Written problem 1: Please rewrite the records, substituting "worker in orange helmet" for every "worker in yellow helmet" and leaving everything else unchanged.

Selected extract:
>> Begin
From: Gregory Farnum [g...@gregs42.com]
Sent: Tuesday, July 14, 2015 12:38
To: Simion Rad
Cc: ceph-us...@ceph.com
Subject: Re: [ceph-users] ceph daemons stucked in FUTEX_WAIT syscall

On Mon, Jul 13, 2015 at 11:00 PM, Simion Rad simion@yardi.com wrote:
 Hi ,

 I'm running a small cephFS ( 21 TB , 16 OSDs having different sizes between
 400G and 3.5 TB ) cluster that is used as a file warehouse (both small and
 big files).
 Every day there are times when a lot of processes running on the client
 servers ( using either fuse of kernel client) become stuck in D state and
 when I run a strace of them I see them waiting in FUTEX_WAIT syscall.
 The same issue I'm able to see on all OSD demons.
 The ceph version I'm running is Firefly 0.80.10 both on clients and on
 server daemons.
 I use ext4 as osd filesystem.
 Operating system on servers : Ubuntu 14.04 and kernel 3.13.
 Operaing system on clients : Ubuntu 12.04 LTS with HWE option kernel 3.13
 The osd daemons are using RAID5 virtual disks (6 x 300 GB 10K RPM disks on
 RAID controller Dell PERC H700 with 512MB BBU using write-back mode).
 The servers which the ceph daemons are running on are also hosting KVM VMs (
 OpenStack Nova ).
 Because of this unfortunate setup the performance is really bad, but at
 least I shouldn't see as many locking issues (or shoud I ? ).
 The only thing which temporarily improves the performance is restarting
 every osd. After such a restart I see some processes on client machines
 resume I/O but only for a couple of
 hours,  then the whole process must be repeated.
 I cannot afford to run a setup without RAID because there isn't enough RAM
 left for a couple of osd daemons.

 The ceph.conf settings I use  :

 auth cluster required = cephx
 auth service required = cephx
 auth client required = cephx
 filestore xattr use omap = true
 osd pool default size = 2
 osd pool default min size = 1
 osd pool default pg num = 128
 osd pool default pgp num = 128
 public network = 10.71.13.0/24
 cluster network = 10.71.12.0/24

 Did someone else experienced this kind of behaviour (stuck processes in
 FUTEX_WAIT syscall) when running firefly release on Ubuntu 14.04 ?

What's the output of ceph -s on your cluster?
When your clients get stuck, is the cluster complaining about stuck
ops on the OSDs?
Are you running kernel clients on the same boxes as your OSDs?

If I were to guess I'd imagine that you might just have overloaded
your cluster and the FUTEX_WAIT is the clients waiting for writes to
get acknowledged, but if restarting the OSDs brings everything back up
for a few hours that might not be the case.
>> End
Supplied entries:
>> Begin
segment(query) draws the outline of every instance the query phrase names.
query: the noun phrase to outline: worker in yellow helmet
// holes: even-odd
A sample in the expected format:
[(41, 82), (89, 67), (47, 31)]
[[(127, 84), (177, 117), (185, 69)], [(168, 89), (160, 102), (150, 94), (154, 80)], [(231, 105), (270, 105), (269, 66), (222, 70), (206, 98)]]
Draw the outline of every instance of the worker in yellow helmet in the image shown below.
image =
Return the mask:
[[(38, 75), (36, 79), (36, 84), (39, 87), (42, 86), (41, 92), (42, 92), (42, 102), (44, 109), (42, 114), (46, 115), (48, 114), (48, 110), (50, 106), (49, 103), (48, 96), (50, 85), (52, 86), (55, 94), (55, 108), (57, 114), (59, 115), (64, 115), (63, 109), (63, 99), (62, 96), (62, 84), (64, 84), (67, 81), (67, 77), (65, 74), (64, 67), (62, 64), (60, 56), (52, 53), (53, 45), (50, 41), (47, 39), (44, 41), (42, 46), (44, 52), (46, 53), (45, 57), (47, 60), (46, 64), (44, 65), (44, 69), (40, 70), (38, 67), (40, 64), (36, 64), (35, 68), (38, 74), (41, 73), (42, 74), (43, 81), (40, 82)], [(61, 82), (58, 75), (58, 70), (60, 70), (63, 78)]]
>> End
Written problem 2: In the Ceph mailing-list thread, what filesystem is used for the OSDs?

Correct result 1:
segment(query) draws the outline of every instance the query phrase names.
query: the noun phrase to outline: worker in orange helmet
// holes: even-odd
A sample in the expected format:
[(41, 82), (89, 67), (47, 31)]
[[(127, 84), (177, 117), (185, 69)], [(168, 89), (160, 102), (150, 94), (154, 80)], [(231, 105), (270, 105), (269, 66), (222, 70), (206, 98)]]
Draw the outline of every instance of the worker in orange helmet in the image shown below.
image =
Return the mask:
[[(38, 75), (36, 79), (36, 84), (39, 87), (42, 86), (41, 92), (42, 92), (42, 102), (44, 109), (42, 114), (46, 115), (48, 114), (48, 110), (50, 106), (49, 103), (48, 96), (50, 85), (52, 86), (55, 94), (55, 108), (57, 114), (59, 115), (64, 115), (63, 109), (63, 99), (62, 96), (62, 84), (64, 84), (67, 81), (67, 77), (65, 74), (64, 67), (62, 64), (60, 56), (52, 53), (53, 45), (50, 41), (47, 39), (44, 41), (42, 46), (44, 52), (46, 53), (45, 57), (47, 60), (46, 64), (44, 65), (44, 69), (40, 70), (38, 67), (40, 64), (36, 64), (35, 68), (38, 74), (41, 73), (42, 74), (43, 81), (40, 82)], [(61, 82), (58, 75), (58, 70), (60, 70), (63, 78)]]

Correct result 2: ext4